Excerpted data section start

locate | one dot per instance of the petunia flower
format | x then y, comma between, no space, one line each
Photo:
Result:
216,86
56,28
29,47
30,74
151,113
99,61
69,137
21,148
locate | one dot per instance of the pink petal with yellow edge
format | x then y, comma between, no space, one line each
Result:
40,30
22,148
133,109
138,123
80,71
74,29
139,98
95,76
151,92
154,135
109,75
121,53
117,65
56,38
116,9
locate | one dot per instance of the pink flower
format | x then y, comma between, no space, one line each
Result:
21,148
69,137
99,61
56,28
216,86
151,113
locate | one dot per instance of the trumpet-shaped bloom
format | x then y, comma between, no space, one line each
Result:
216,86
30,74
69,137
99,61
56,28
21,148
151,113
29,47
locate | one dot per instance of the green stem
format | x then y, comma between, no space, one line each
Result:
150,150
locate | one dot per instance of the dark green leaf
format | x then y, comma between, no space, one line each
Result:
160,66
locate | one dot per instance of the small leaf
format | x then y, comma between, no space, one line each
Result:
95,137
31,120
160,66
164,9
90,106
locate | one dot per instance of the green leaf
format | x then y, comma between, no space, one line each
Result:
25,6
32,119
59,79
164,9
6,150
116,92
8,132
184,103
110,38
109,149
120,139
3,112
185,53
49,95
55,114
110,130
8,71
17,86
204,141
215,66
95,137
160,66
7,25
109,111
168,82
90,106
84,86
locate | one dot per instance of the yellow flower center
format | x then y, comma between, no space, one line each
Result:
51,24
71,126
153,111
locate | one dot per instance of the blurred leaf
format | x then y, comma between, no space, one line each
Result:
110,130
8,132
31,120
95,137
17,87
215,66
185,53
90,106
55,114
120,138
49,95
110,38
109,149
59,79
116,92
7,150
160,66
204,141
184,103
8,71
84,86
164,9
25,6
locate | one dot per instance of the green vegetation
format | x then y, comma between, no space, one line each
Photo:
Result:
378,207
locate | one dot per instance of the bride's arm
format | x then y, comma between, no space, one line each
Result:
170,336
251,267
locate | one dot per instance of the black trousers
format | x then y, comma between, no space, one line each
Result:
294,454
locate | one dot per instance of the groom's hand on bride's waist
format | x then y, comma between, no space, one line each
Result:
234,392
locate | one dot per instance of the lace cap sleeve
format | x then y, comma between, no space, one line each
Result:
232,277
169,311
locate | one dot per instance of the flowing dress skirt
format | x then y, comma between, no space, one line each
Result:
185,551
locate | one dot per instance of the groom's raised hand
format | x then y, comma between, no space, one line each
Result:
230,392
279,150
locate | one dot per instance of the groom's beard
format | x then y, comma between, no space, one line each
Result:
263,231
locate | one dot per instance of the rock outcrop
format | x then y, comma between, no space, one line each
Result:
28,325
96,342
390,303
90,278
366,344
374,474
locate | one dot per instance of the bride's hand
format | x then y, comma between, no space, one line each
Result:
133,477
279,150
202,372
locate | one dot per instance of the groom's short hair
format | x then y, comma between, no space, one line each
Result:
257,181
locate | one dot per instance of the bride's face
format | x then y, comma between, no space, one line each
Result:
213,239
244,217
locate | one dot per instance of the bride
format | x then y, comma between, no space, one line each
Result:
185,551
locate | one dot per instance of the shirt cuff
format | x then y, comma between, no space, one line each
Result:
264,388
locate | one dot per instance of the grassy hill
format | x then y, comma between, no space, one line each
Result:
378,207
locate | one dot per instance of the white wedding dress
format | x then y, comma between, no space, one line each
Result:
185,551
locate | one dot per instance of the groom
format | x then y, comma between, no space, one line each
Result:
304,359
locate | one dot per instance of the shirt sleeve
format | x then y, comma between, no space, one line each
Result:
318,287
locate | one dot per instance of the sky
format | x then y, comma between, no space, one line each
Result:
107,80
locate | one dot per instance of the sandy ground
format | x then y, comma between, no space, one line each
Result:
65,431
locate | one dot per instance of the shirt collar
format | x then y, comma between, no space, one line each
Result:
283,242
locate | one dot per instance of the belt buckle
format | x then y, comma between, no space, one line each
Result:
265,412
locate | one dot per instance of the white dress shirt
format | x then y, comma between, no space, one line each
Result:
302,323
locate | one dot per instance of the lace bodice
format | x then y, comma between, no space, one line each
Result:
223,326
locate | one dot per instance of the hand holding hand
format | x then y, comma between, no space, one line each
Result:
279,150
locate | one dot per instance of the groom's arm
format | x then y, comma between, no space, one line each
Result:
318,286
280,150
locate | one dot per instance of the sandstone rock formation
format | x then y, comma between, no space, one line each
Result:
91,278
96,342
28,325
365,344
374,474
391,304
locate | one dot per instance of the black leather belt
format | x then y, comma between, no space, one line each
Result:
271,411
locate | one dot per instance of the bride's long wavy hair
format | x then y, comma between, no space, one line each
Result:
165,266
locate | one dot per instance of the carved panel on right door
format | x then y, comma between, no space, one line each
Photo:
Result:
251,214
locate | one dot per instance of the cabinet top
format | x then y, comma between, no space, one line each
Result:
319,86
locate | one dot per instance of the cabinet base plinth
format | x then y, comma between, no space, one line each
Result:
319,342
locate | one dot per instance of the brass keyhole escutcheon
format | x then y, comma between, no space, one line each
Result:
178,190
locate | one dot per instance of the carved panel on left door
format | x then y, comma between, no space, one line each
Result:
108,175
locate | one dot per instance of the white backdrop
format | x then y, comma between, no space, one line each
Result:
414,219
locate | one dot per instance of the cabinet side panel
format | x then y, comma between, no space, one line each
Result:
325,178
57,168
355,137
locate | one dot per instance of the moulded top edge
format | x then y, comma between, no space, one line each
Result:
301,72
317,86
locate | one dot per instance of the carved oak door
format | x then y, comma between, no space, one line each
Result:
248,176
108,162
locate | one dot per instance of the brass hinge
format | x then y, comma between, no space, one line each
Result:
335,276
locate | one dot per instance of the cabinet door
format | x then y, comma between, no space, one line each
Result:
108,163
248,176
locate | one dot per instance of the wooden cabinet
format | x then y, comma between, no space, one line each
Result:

Excerpted data section end

In the entries above, restate word for word the lines between the one holding "locate | one dot per instance of the hand" and the one holding "locate | one dot per instance of the white backdrop", inclusive, and nothing besides.

● Output for this exercise:
locate | one dot per instance of the hand holding hand
format | x then y, comma between, no space, one line each
Result:
279,150
locate | one dot per instance of the groom's arm
format | x then y, comma between, no space, one line each
Result:
318,286
280,150
locate | one dot per instance of the sandstone rock formation
format | x then y, comma between, no space, one line each
Result:
91,278
96,342
28,325
365,344
374,474
391,304
locate | one dot per instance of the black leather belt
format | x then y, comma between, no space, one line each
Result:
271,411
locate | one dot per instance of the bride's long wavy hair
format | x then y, comma between, no space, one line each
Result:
165,266
locate | one dot per instance of the carved panel on right door
format | x then y, comma between, no space, one line each
Photo:
Result:
251,214
locate | one dot per instance of the cabinet top
format | x then y, comma between, no space, one line each
Result:
319,86
locate | one dot per instance of the cabinet base plinth
format | x then y, comma between, no space, one line each
Result:
319,342
locate | one dot per instance of the brass keyhole escutcheon
format | x then y, comma between, no space, one line each
Result:
178,190
locate | one dot per instance of the carved panel on left door
format | x then y, comma between, no space, one line each
Result:
108,175
locate | one dot per instance of the white backdrop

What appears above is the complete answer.